On January 19, 1887, the New York Times reported on the Albany winter carnival and noted that “the toboggan slides at Ridgefield and the West End are in splendid order and are much frequented.”  Brought to the United States from Canada, the sport of tobogganing became a craze in the Capital Region in the 1880s. Slides were erected in Albany, Saratoga, and Troy.

Averaging fifty to sixty feet in height and supported by frames made of heavy timbers, the slides were paved with ice and angled at about forty-five degrees with the incline gradually decreasing. Toboggans were made to carry two to six or even eight people and differed from ordinary sleds because they were made with flat boards that turned up at the front end.

- Tasks:
• 1. In the text on 1880s tobogganing in the Capital Region, how tall were the toboggan slides on average?
• 2. Pick up the text on 1880s tobogganing in the Capital Region after its final sentence and carry it forward.

- Supplied material:
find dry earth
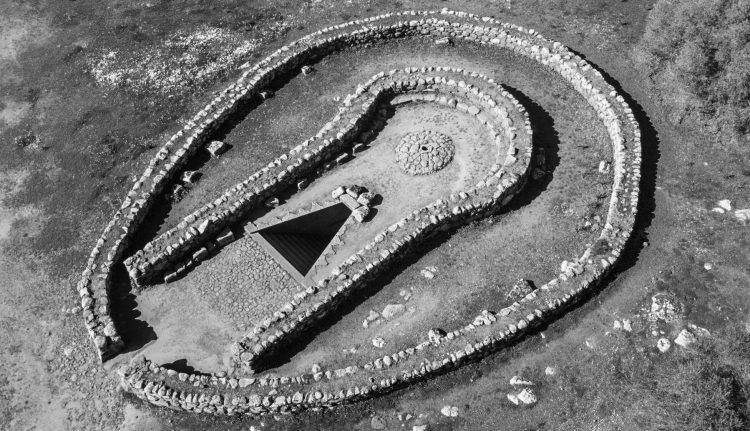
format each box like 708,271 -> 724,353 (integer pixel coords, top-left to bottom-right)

- Answers below:
• 1. Fifty to sixty feet

• 2.
This new sport was accompanied by the need for appropriate outerwear. According to Huybertie Pruyn Hamlin of Albany, who wore the wool coat shown here, the Edward Miller & Company hardware store on Maiden Lane in Albany sold the blankets used to make the tobogganing suits, the long double mittens, the knitted caps, and the Canadian moccasins along with snowshoes and toboggans of all sizes. Hamlin, a member of Albany’s Ridgefield Athletic Club (Partridge and Madison Streets) frequented the club’s slide and described it as having four chutes and steps up the center with a space on each side for pulling up the toboggan. Spectators could watch from a bridge built over the chutes. Oil flares placed at ten foot intervals illuminated the slide.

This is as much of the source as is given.